• [THE DATA]

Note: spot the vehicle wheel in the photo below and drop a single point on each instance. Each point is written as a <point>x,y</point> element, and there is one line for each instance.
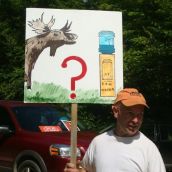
<point>28,166</point>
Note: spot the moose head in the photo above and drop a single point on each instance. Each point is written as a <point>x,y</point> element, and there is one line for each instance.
<point>46,38</point>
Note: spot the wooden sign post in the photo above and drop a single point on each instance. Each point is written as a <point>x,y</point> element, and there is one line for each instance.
<point>73,139</point>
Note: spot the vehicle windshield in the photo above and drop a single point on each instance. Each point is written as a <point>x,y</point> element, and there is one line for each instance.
<point>43,119</point>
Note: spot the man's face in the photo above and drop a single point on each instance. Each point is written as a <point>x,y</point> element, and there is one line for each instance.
<point>129,119</point>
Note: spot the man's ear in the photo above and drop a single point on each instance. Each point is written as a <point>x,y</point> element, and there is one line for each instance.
<point>115,110</point>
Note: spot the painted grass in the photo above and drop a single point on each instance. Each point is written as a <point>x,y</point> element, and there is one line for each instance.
<point>51,93</point>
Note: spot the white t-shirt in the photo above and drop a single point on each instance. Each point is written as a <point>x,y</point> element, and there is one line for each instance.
<point>110,153</point>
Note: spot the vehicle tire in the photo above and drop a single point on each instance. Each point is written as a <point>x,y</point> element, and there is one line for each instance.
<point>28,166</point>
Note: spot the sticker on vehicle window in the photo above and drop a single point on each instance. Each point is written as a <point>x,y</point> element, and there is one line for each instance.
<point>50,128</point>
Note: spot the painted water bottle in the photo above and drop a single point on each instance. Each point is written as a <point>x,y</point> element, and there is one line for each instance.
<point>106,42</point>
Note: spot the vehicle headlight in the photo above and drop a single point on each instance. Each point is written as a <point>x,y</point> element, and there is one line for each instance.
<point>62,150</point>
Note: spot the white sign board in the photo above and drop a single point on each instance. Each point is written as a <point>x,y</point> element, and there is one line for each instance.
<point>73,56</point>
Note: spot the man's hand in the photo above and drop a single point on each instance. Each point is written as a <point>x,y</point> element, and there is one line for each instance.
<point>71,168</point>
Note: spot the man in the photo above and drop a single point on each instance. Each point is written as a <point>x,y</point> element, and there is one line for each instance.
<point>125,148</point>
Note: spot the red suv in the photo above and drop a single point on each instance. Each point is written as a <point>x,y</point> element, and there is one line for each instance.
<point>36,137</point>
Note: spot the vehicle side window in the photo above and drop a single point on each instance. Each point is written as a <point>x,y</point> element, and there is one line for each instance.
<point>5,119</point>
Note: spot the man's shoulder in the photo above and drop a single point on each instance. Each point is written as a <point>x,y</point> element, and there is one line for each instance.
<point>104,135</point>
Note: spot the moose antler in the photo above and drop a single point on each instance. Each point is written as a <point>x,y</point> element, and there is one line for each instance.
<point>39,26</point>
<point>66,27</point>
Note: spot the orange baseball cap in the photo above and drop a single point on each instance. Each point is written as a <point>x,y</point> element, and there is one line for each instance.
<point>131,97</point>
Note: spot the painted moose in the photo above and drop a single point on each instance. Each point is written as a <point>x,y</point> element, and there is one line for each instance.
<point>45,38</point>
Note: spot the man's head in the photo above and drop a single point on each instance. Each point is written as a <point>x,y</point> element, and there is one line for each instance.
<point>128,109</point>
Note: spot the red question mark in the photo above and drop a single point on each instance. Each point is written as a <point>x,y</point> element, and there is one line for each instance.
<point>76,78</point>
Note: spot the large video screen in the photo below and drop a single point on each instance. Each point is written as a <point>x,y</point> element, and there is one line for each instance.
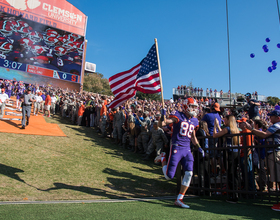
<point>35,48</point>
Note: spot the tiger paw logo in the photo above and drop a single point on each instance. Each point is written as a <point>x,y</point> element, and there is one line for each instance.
<point>24,4</point>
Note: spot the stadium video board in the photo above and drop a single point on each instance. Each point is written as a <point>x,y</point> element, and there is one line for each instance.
<point>42,41</point>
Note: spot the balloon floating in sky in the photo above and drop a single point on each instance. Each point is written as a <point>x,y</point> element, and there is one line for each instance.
<point>265,49</point>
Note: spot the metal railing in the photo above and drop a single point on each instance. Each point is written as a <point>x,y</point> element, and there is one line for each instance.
<point>183,92</point>
<point>248,176</point>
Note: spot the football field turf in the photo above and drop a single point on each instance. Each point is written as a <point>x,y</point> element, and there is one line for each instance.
<point>200,208</point>
<point>83,166</point>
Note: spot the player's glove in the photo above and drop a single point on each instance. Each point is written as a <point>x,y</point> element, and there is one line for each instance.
<point>163,113</point>
<point>200,150</point>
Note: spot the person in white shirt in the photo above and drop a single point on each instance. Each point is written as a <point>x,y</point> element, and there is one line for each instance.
<point>3,100</point>
<point>37,103</point>
<point>53,103</point>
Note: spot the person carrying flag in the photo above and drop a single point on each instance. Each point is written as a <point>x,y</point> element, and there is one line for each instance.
<point>184,125</point>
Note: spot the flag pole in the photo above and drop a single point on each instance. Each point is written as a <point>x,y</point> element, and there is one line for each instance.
<point>159,72</point>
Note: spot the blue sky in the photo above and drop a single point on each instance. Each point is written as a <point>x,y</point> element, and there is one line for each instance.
<point>192,39</point>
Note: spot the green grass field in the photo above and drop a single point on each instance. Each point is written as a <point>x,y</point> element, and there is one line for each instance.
<point>201,208</point>
<point>84,166</point>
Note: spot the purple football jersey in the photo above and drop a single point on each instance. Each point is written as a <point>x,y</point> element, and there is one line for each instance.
<point>182,130</point>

• [PROMPT] Write out all of the material above word for word, but leave out the pictures.

• [COMPLETED EXERCISE]
Note: spot the vehicle wheel in the photo below and drop a single point on each instance. Each point is written as a <point>x,y</point> element, and there is one line for each instance.
<point>28,166</point>
Note: spot the moose head in the photo above and drop a single point on each instance. Each point is written as a <point>x,y</point> element, and there is one line for each instance.
<point>46,38</point>
Note: spot the wooden sign post in the photo above and drop a single point on each instance. Each point is written as a <point>x,y</point> element, and there is one line for each instance.
<point>73,139</point>
Note: spot the vehicle windshield in the photo above and drop a single point on each instance. Each point is written as a <point>x,y</point> element, and there is one line for each instance.
<point>43,119</point>
Note: spot the man's face in the photo above and drop a single point on each instance. Each point is written as a <point>x,y</point> element, and there is one line for each instance.
<point>129,119</point>
Note: spot the man's ear in the photo above and drop a single point on each instance. Each point is written as a <point>x,y</point> element, and there is one line for each instance.
<point>115,110</point>
Note: spot the painted grass in the photo above and drop a single point on each instance. Each point is written as a <point>x,y</point> element, and there is one line for each instance.
<point>51,93</point>
Note: spot the white t-shirt in the photo above and drop a single point on each instance. Each point is written as a <point>x,y</point> element, and there is one line for each instance.
<point>110,153</point>
Note: spot the vehicle tire in the photo above and drop a single point on each instance. Each point is written as a <point>x,y</point> element, and there is one line for each instance.
<point>28,166</point>
Note: spot the sticker on vehicle window in the photo above and drop a single point on each instance. Each point is written as a <point>x,y</point> element, and there is one line for each instance.
<point>50,128</point>
Note: spot the painted water bottle in the photo above and drop a single point on each instance. Each point is written as a <point>x,y</point> element, and there is one line for each instance.
<point>106,42</point>
Note: spot the vehicle headlight in the photo above and drop a single point on each instance. Each point is written as a <point>x,y</point> element, and there is one line for each instance.
<point>62,150</point>
Note: spot the white sign board in the photo above and drop a single point on each instance. Each point is written as a <point>x,y</point> element, and there is one line for each instance.
<point>73,56</point>
Note: spot the man's hand in the photo above and drop a single point on each instance. Each point is written as a <point>x,y</point> element, and there is one line for each instance.
<point>71,168</point>
Note: spot the man in the photo above and drop a single point on each instance. Each point is written as a <point>x,y</point> element, and there is one line for each instance.
<point>125,148</point>
Note: spot the red suv in the photo above and drop a single point on each instance. Each point is written as a <point>x,y</point> element, and there is one line for each instance.
<point>36,137</point>
Note: spot the vehicle side window in the photo above and drop a single point on each instance. Each point is written as a <point>x,y</point> element, and there is one line for each instance.
<point>5,119</point>
Note: spot the man's shoulder in the photo above and drop a single point on each instance. Each point is written as a <point>x,y</point> element, and there is one line for each instance.
<point>104,135</point>
Note: spot the moose antler in the photo above and drop a single point on each instance. Each point is written as a <point>x,y</point> element, and there is one line for each instance.
<point>39,26</point>
<point>66,27</point>
Note: spot the orange baseball cap in the photo above and drop a single point on each instance. Each point is written as a <point>x,y</point> element, and there is one line for each instance.
<point>131,97</point>
Note: spot the painted moose in the photo above and drop a single point on each instance. Each point is written as a <point>x,y</point> element, and there is one line for each instance.
<point>45,38</point>
Note: spot the man's head in the photo above and drop a single point on each instance. Each point is written as a <point>x,y</point> element, and there is one line for each instance.
<point>128,109</point>
Note: spot the red question mark in the photo above and drop a single point on each instance. Each point is written as a <point>x,y</point> element, and there is one line for each instance.
<point>76,78</point>
Note: spot the large video screen in the photo below and drop a single point on each instance. Each point is written as a <point>x,y</point> element, and there is one line for each instance.
<point>35,48</point>
Note: spot the tiger paw logo in the photo above and drop a single point on each instance. Each point is written as a <point>x,y</point> element, and there is one line for each instance.
<point>24,4</point>
Note: spot the stadium video board in the photo above and drop a single point on each instance. Each point is written as a <point>x,y</point> element, and there is one line for each instance.
<point>42,41</point>
Note: spot the balloon floating in sky in the photo above and drop a single point on each instance. Each point is written as a <point>x,y</point> element, and there is one line for each instance.
<point>265,49</point>
Note: spot the metal railing in the photo above and drop a single point on each instance. Each point is written as a <point>x,y</point> element, and there is one line for each instance.
<point>183,92</point>
<point>248,176</point>
Note: spot the football field turf in the photo above and drop a single point on each instance. Each point is written as a <point>x,y</point> element, and there is one line for each instance.
<point>200,208</point>
<point>83,166</point>
Note: spot the player's glove in the photo above and drop a single point on each instance. Each point is written as a <point>x,y</point> element, and there is one line for each instance.
<point>163,113</point>
<point>200,150</point>
Note: spot the person in white shirt in the photo above and drop a single point on each instance. Each point is written as a <point>x,y</point> element, and there is one line for each instance.
<point>3,100</point>
<point>37,103</point>
<point>53,103</point>
Note: spot the person carrying flag in the photo above and drop a single point on each instance. Each point is written as a <point>x,y</point> element, and there is one line for each instance.
<point>184,125</point>
Note: spot the flag pole in the photo above and drop a single point on each instance. Each point is written as a <point>x,y</point> element, and there is one line for each instance.
<point>159,72</point>
Note: spot the blue sky in the photo above and drop a single point on each instance. Each point is written as a <point>x,y</point> element, and there is one line for each instance.
<point>192,39</point>
Note: spot the green grass field in the photo above and drop a single point on each instance. Each point is written as a <point>x,y</point> element, and there is one line for each instance.
<point>201,208</point>
<point>84,166</point>
Note: spot the purple football jersey in the photo above and drop a single point on each instance. Each point is written as a <point>x,y</point> element, and there is one line for each instance.
<point>182,130</point>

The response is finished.